:: DATA RECORDS

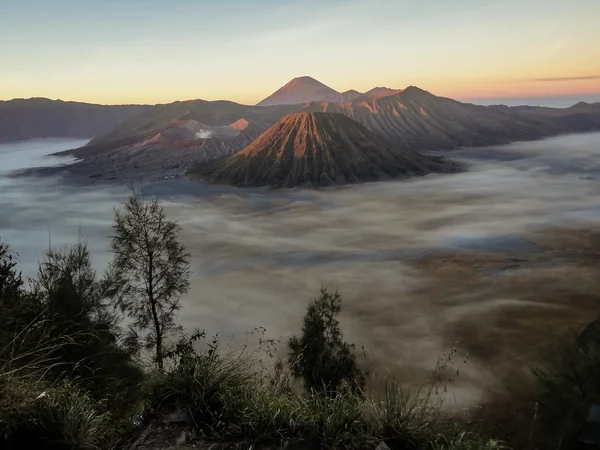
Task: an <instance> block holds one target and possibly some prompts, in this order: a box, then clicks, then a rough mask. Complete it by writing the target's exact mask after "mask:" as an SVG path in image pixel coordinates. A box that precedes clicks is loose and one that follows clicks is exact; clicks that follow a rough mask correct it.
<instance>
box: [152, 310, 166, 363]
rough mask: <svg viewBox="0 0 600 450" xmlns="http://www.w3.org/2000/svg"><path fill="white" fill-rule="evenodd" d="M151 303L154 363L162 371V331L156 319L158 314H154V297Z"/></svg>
mask: <svg viewBox="0 0 600 450" xmlns="http://www.w3.org/2000/svg"><path fill="white" fill-rule="evenodd" d="M150 302H151V305H152V318H153V319H154V328H155V330H156V331H155V333H156V365H157V367H158V370H160V371H161V372H162V370H163V360H162V333H161V330H160V323H159V321H158V315H157V314H156V304H155V302H154V299H152V300H151V301H150Z"/></svg>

::::

| ABOUT THIS EXERCISE |
Exactly as they appear, please return only the lines from the first line of the records through the line containing "box: [152, 310, 166, 363]", both included, leaving out all pictures.

| ANSWER BOX |
Task: an <instance> block holds one target and possibly some prompts, in this order: a box, then clicks, then a rough mask. Complete it by writing the target's exact mask after "mask:" as an SVG path in image pixel coordinates. A box that precedes clicks is loose and one that follows clicks is exact; clicks that follow a rough mask correct it.
<instance>
box: [152, 310, 166, 363]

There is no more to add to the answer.